DOCUMENT TEXT:
“Prescription drug abuse is a silent epidemic that is stealing thousands of lives and tearing apart communities and families across America,” according to Gil Kerlikowske, former Director of National Drug Control Policy. One of the most commonly used and abused of these drugs is oxycodone. Fortunately, treatment for oxycodone addiction is available for those caught in the grip of this powerful drug.
Oxycodone was developed as an alternative to morphine during World War One. It is classified as a Schedule II drug. According to the Drug Enforcement Administration, Schedule II drugs, substances, or chemicals are defined as drugs with a high potential for abuse, with use potentially leading to severe psychological or physical dependence. It is available as a liquid, tablet or capsule. OxyContin is a commonly prescribed medication containing oxycodone. Slang terms for OxyContin include Oxy, O.C.’s, Oxycet, Oxycottons, Oxy 80’s, Hillbilly Heroin. Other medications containing oxycodone include Roxicodone, OxIR and Oxyfast.
The Effects of Oxycodone Use
Oxycodone is an opioid. Opioids work by attaching themselves to opioid receptors. These are present in our brains and other organs in our bodies. When opioids become attached to the receptors they reduce the amount of pain we feel. They also create a sense of euphoria. Oxycodone can be time released allowing those in pain to feel constant relief throughout the day. When opioids like oxycodone are used regularly our bodies begin producing fewer opioids naturally spurring addicts to take more and more of the drug to achieve the desired effect. Eventually, addiction takes hold requiring the need for oxycodone addiction treatment.

PROBLEM:
Reproduce the oxycodone passage verbatim from "The Effects of" to "oxycodone addiction treatment.". The items that follow are drawn from a separate source and are unrelated to the oxycodone passage.

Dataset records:
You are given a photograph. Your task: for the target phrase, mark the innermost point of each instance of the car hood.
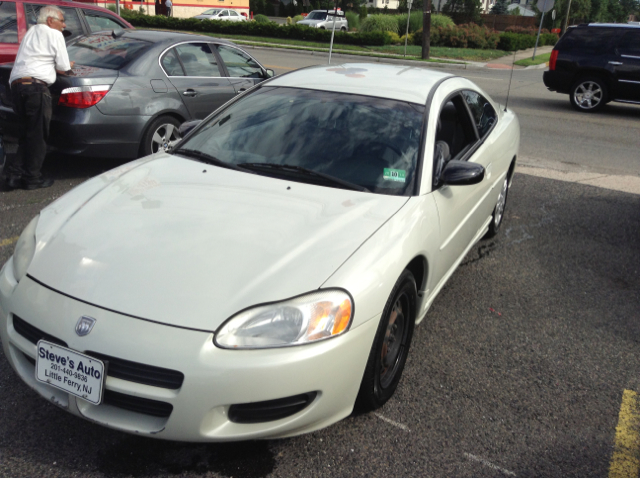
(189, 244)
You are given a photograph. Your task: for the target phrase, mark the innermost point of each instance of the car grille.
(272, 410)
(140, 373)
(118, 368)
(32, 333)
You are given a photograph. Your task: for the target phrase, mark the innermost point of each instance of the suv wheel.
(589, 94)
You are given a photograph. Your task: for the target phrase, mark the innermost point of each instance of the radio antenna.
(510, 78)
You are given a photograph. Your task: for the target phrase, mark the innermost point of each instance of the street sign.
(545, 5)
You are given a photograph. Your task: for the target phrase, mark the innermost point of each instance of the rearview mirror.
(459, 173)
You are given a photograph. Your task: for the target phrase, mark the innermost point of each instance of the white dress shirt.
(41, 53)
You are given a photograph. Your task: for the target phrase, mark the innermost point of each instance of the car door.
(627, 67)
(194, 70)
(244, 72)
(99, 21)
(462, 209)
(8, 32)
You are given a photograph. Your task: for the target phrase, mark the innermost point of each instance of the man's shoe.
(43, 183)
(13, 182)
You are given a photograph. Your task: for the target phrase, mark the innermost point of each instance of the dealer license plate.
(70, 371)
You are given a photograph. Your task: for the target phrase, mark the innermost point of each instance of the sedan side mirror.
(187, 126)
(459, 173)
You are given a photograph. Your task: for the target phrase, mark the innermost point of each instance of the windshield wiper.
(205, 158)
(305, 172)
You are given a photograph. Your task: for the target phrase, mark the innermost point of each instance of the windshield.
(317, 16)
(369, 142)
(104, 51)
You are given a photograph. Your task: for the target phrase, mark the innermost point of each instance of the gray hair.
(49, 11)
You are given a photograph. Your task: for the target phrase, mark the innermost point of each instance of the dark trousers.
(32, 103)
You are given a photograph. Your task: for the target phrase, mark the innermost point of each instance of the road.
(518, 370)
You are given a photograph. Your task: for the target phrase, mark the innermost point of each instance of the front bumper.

SOLVED EXERCISE:
The Effects of Oxycodone Use
Oxycodone is an opioid. Opioids work by attaching themselves to opioid receptors. These are present in our brains and other organs in our bodies. When opioids become attached to the receptors they reduce the amount of pain we feel. They also create a sense of euphoria. Oxycodone can be time released allowing those in pain to feel constant relief throughout the day. When opioids like oxycodone are used regularly our bodies begin producing fewer opioids naturally spurring addicts to take more and more of the drug to achieve the desired effect. Eventually, addiction takes hold requiring the need for oxycodone addiction treatment.